▸ REQUIREMENTS: Copy the lines below word for word, beginning with the line that contains "for the firefighter" and continuing through the last line.

(Dataset excerpts on object pointing)
■ ■ ■ ■ ■ ■ ■

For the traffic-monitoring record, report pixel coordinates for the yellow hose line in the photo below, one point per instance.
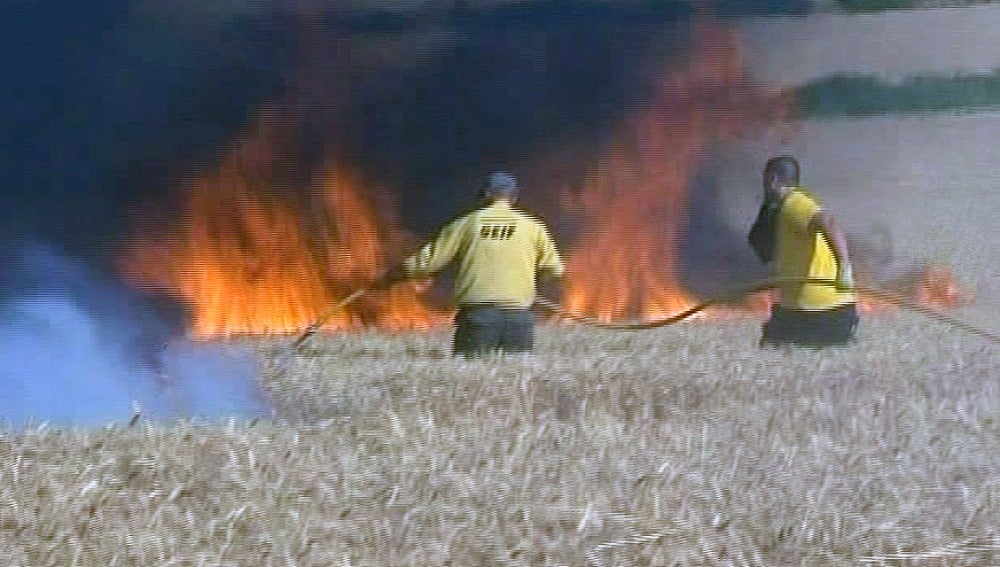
(738, 292)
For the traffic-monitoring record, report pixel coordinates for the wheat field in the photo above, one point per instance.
(681, 446)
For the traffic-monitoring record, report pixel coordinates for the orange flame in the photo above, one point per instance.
(634, 201)
(246, 261)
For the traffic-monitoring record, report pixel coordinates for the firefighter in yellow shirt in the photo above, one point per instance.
(500, 251)
(799, 239)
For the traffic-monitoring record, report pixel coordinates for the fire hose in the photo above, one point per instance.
(726, 296)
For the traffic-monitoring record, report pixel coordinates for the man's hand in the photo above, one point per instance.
(845, 277)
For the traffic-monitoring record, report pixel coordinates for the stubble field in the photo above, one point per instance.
(681, 446)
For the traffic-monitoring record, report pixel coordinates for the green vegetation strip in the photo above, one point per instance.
(865, 95)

■ ■ ■ ■ ■ ■ ■

▸ FINAL ANSWER:
For the traffic-monitoring record, report pixel coordinates for the firefighter in yellow shirt in the photo above, one point per instance.
(500, 251)
(799, 239)
For the traffic-monitoring record, report pixel coordinates for the fire hose in the photo above, one point per instance.
(726, 296)
For the traffic-monitoring record, report pixel coordinates for the man's hand in the photo above, one point per instance.
(845, 277)
For the traffic-monitoring record, report pixel coordinates for the stubble field in the photo above, one point per instance.
(681, 446)
For the traffic-monitoring record, report pixel coordinates for the green vegetation strip in the photo above, one point per instance.
(865, 95)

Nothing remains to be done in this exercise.